Metin bloğu:
::::::::

Güncelleme Tarihi:
Bir insanın kulaktan dolma bilgilere inanmak yerine gözlem yaparak ve araştırarak doğruya ulaşabilmesi için, temel fen eğitimini uygun yöntemlerle alması gerekir. Küçük yaşta bilimsel düşünme sistematiğini kazanan bir çocuk, geleceğin araştıran, sorgulayan ve üreten yetişkinine dönüşecektir. Fen bilgisi alanında sağlam eğitimi ve vizyonu olan bireyler, sadece bilimsel alanlarda değil, insan ilişkilerinde ve yaratıcı ürün verme sürecinde de doğru ve başarılı bir düşünme sürecini yönetebilirler. Ülkemizde eğitim sisteminin ağırlıklı olarak sınav başarısına odaklanması, öğrencilerin öğrenme süreçlerinde kazandıkları becerilerden çok sınavda aldıkları puanların daha önemli görülmesine yol açtı. Bu yüzden, fen bilgisi alanında da yanlış uygulamalar görülebilir. Bu yanlışların başında, okul programlarında yer alan fen bilgisi konularının öğrencilerin gelişim ve öğrenme ihtiyaçlarını karşılamaktan uzak olması, konu içeriklerinin öğrencilerin yaş ve kapasitesine göre çok ağır ve karmaşık olması ve okulda öğretilen bilgilerin günlük yaşama uyarlanamayacak kadar teorik öğretilmesi gelir. Fen bilgisi derslerinin işlenmesinde uygulama, deney, gezi-gözlem gibi yöntemler neredeyse yok denecek kadar az kullanılır, öğrenciler gözlem ya da deney yapma şansı bulamadan pek çok kavramı ezberlemek zorunda kalır. Oysa fen bilgisi, yaşamın her alanında karşımızda. Doğada gezintiler yaparken, bilim müzelerini gezerken, mutfakta yemek hazırlarken, temizlik yaparken, boyama yaparken, bir diyet uygularken, bitki yetiştirirken, ya da spor yaparken, aslında fen konularının uygulamasını yaparız. Fizik, kimya ve biyoloji alanları zaten yaşadığımız hayatın farklı açılardan incelenmesini kapsadığından, fen bilgisi öğretiminin de teori yerine deney, gezi-gözlem, tartışma gibi uygulamaya yönelik yöntemlerle verilmesi, çocuklar ve gençler için, yaratıcı düşünme, problem çözme ve sistematik bakış açısı geliştirmeleri için bulunmaz fırsat olur.

::::::::

Yazılı talimat: Fen bilgisi öğretimiyle ilgili metni baştan sona, hiçbir değişiklik yapmadan lütfen yazdırın. Bu kayıtlar farklı bir kaynaktan alınmıştır.

(Koordinat etiketleme verileri)
::::::::

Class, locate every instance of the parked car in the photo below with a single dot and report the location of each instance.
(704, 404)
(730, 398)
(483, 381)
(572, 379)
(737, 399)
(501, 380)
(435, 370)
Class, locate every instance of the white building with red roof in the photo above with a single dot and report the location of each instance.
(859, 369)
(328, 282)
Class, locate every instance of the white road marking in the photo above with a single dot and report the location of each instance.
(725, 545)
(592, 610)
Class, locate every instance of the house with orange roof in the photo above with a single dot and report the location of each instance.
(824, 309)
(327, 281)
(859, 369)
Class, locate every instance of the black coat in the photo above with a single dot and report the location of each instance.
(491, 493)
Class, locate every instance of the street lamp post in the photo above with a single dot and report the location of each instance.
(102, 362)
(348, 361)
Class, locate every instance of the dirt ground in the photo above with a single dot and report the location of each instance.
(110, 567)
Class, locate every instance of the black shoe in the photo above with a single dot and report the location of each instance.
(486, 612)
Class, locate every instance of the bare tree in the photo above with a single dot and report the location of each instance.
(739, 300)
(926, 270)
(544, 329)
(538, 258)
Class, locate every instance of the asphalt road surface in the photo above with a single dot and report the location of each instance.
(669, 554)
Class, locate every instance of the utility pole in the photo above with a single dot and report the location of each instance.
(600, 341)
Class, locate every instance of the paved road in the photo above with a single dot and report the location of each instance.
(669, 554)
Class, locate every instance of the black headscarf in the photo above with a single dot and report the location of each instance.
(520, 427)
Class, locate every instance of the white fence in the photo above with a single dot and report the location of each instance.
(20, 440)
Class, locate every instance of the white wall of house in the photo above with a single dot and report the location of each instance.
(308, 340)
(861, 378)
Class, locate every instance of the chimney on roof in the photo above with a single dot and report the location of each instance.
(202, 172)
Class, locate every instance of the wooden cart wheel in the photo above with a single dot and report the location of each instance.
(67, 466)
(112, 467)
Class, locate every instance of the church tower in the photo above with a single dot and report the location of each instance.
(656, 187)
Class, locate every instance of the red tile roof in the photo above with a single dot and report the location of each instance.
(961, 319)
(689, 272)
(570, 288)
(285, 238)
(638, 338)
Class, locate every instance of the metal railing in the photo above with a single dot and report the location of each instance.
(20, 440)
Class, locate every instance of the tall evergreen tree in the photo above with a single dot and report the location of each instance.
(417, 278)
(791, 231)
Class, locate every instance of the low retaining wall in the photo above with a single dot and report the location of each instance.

::::::::

Görev sonucu:
Güncelleme Tarihi:
Bir insanın kulaktan dolma bilgilere inanmak yerine gözlem yaparak ve araştırarak doğruya ulaşabilmesi için, temel fen eğitimini uygun yöntemlerle alması gerekir. Küçük yaşta bilimsel düşünme sistematiğini kazanan bir çocuk, geleceğin araştıran, sorgulayan ve üreten yetişkinine dönüşecektir. Fen bilgisi alanında sağlam eğitimi ve vizyonu olan bireyler, sadece bilimsel alanlarda değil, insan ilişkilerinde ve yaratıcı ürün verme sürecinde de doğru ve başarılı bir düşünme sürecini yönetebilirler. Ülkemizde eğitim sisteminin ağırlıklı olarak sınav başarısına odaklanması, öğrencilerin öğrenme süreçlerinde kazandıkları becerilerden çok sınavda aldıkları puanların daha önemli görülmesine yol açtı. Bu yüzden, fen bilgisi alanında da yanlış uygulamalar görülebilir. Bu yanlışların başında, okul programlarında yer alan fen bilgisi konularının öğrencilerin gelişim ve öğrenme ihtiyaçlarını karşılamaktan uzak olması, konu içeriklerinin öğrencilerin yaş ve kapasitesine göre çok ağır ve karmaşık olması ve okulda öğretilen bilgilerin günlük yaşama uyarlanamayacak kadar teorik öğretilmesi gelir. Fen bilgisi derslerinin işlenmesinde uygulama, deney, gezi-gözlem gibi yöntemler neredeyse yok denecek kadar az kullanılır, öğrenciler gözlem ya da deney yapma şansı bulamadan pek çok kavramı ezberlemek zorunda kalır. Oysa fen bilgisi, yaşamın her alanında karşımızda. Doğada gezintiler yaparken, bilim müzelerini gezerken, mutfakta yemek hazırlarken, temizlik yaparken, boyama yaparken, bir diyet uygularken, bitki yetiştirirken, ya da spor yaparken, aslında fen konularının uygulamasını yaparız. Fizik, kimya ve biyoloji alanları zaten yaşadığımız hayatın farklı açılardan incelenmesini kapsadığından, fen bilgisi öğretiminin de teori yerine deney, gezi-gözlem, tartışma gibi uygulamaya yönelik yöntemlerle verilmesi, çocuklar ve gençler için, yaratıcı düşünme, problem çözme ve sistematik bakış açısı geliştirmeleri için bulunmaz fırsat olur.